** PROBLEM TO WORK ON **
Tally the lines of the material below that contain the word "blurred", and state only the resulting number.

* * * *

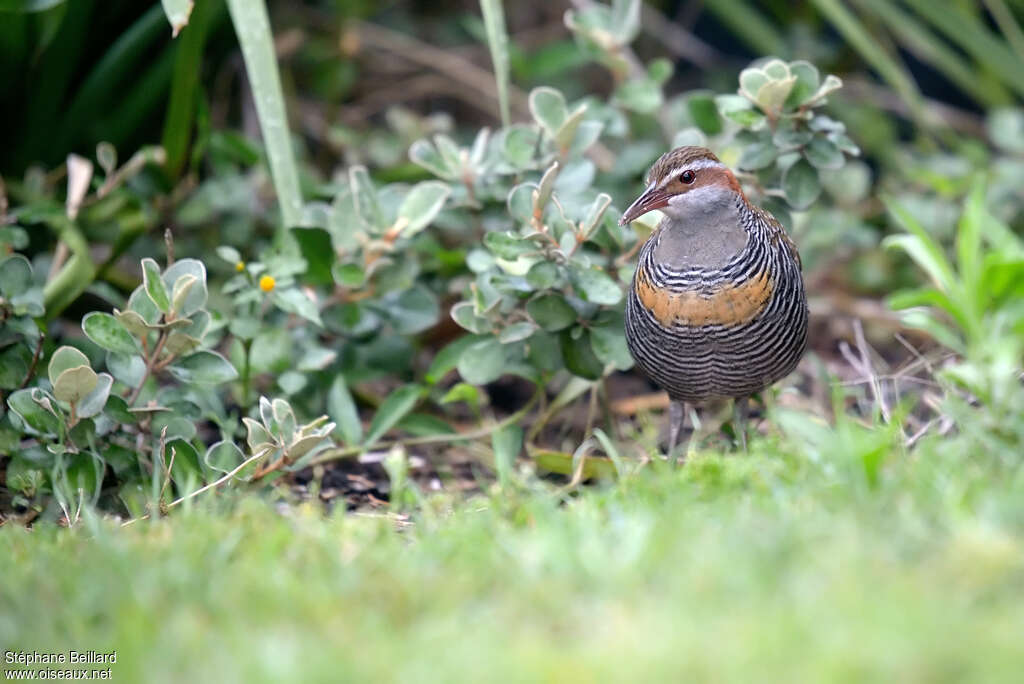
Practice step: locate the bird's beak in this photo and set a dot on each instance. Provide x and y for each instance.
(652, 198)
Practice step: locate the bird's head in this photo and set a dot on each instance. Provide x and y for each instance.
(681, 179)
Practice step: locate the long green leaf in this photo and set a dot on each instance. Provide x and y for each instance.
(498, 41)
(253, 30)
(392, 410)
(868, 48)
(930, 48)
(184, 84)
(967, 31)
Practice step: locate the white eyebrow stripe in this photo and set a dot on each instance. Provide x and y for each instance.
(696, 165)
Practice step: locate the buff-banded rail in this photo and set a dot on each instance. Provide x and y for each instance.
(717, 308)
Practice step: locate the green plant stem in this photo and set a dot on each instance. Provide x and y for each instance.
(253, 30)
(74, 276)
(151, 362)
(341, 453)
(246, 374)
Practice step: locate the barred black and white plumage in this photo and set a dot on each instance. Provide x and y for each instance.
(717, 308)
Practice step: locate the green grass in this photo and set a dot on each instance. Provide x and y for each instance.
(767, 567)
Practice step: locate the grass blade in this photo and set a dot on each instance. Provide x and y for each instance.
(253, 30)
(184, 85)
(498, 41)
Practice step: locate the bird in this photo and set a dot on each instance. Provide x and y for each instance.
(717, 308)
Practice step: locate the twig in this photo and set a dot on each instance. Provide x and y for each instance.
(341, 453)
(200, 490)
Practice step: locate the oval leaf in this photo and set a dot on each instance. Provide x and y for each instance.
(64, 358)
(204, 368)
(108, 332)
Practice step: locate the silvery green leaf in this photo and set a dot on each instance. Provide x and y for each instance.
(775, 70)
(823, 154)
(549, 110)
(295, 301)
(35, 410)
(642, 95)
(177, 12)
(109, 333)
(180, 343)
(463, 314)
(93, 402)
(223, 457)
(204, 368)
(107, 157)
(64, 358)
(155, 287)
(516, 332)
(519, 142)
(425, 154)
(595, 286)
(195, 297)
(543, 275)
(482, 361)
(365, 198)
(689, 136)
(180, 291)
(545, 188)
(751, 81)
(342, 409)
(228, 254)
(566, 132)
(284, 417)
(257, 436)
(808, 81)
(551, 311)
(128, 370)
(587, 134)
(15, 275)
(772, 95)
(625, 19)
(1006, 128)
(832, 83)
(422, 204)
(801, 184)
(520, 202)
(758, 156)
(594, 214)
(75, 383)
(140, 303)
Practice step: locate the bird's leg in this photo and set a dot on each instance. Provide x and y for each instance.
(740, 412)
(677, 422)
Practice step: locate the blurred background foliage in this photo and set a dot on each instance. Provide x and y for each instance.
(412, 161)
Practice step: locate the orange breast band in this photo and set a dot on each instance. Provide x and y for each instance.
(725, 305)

* * * *

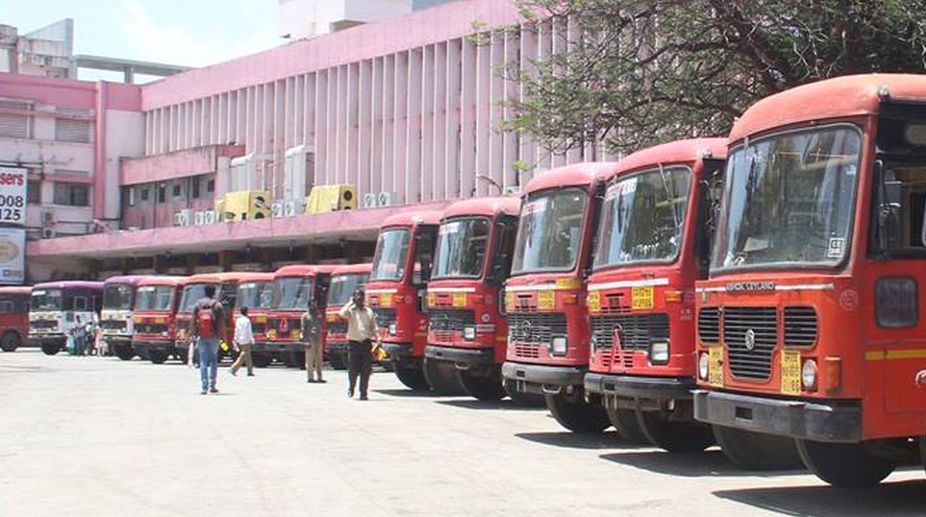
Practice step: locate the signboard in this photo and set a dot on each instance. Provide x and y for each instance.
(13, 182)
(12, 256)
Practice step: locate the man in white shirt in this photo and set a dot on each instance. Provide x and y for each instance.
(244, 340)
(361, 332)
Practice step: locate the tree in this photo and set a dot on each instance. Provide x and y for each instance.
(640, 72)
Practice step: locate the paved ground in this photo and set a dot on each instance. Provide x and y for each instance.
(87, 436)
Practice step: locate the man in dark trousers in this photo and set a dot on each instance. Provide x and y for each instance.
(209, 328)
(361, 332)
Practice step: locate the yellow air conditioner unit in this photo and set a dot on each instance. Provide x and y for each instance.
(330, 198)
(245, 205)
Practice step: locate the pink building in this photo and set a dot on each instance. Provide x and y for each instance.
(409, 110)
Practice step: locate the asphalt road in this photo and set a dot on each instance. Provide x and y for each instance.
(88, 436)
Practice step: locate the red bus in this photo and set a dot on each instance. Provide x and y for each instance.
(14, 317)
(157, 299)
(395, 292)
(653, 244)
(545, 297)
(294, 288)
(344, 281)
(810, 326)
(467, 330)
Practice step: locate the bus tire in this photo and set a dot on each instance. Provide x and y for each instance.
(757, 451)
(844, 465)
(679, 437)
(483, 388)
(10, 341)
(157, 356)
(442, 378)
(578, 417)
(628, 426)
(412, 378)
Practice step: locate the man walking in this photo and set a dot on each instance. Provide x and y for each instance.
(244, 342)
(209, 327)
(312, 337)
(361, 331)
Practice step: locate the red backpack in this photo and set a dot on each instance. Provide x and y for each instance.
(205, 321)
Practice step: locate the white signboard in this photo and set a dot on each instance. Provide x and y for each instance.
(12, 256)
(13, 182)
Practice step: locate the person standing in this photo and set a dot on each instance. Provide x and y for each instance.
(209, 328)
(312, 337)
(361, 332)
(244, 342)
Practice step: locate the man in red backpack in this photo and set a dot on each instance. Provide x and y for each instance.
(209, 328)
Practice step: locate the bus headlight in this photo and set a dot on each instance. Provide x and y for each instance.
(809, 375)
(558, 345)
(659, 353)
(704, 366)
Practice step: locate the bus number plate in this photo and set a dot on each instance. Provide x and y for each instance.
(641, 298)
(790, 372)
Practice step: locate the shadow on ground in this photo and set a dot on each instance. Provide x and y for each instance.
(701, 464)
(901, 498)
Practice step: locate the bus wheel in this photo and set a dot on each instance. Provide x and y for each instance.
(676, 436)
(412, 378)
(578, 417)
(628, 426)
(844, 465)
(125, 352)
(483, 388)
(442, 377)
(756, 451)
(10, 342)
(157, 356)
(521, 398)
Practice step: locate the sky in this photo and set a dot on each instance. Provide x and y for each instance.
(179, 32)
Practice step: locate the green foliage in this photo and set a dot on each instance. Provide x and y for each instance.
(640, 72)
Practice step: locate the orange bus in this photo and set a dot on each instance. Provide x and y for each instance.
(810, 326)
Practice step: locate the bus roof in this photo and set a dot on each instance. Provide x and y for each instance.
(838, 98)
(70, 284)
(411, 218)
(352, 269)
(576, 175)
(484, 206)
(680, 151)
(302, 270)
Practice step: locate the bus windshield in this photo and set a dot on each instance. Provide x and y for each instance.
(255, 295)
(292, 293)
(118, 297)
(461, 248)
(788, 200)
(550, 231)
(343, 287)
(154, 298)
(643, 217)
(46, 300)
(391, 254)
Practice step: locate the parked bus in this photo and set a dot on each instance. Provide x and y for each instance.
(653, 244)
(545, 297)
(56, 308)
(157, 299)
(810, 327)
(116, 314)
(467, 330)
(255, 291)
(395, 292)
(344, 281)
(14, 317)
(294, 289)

* * * *

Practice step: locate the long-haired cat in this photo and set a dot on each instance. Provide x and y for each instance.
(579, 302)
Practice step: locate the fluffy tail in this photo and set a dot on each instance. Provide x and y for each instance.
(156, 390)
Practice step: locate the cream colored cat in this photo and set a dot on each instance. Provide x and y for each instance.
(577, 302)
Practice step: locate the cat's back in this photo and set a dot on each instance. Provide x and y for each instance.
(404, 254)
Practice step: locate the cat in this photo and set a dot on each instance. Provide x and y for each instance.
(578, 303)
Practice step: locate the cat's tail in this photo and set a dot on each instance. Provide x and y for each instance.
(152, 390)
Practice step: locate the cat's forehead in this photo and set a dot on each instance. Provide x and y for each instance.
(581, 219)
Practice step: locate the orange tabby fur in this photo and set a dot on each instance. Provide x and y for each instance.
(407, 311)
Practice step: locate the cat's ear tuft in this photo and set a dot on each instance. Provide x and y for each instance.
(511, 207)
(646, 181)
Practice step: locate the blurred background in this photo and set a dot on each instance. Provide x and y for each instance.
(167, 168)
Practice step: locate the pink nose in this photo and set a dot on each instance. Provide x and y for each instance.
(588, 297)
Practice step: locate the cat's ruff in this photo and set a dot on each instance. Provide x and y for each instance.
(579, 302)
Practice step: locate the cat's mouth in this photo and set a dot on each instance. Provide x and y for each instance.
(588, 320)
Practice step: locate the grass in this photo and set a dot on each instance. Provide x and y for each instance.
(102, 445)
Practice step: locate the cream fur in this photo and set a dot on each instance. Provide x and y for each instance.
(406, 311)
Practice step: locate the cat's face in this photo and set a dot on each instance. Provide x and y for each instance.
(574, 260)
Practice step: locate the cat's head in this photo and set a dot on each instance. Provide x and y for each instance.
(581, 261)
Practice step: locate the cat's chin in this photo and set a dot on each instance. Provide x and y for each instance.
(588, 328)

* * * *

** FULL RESPONSE **
2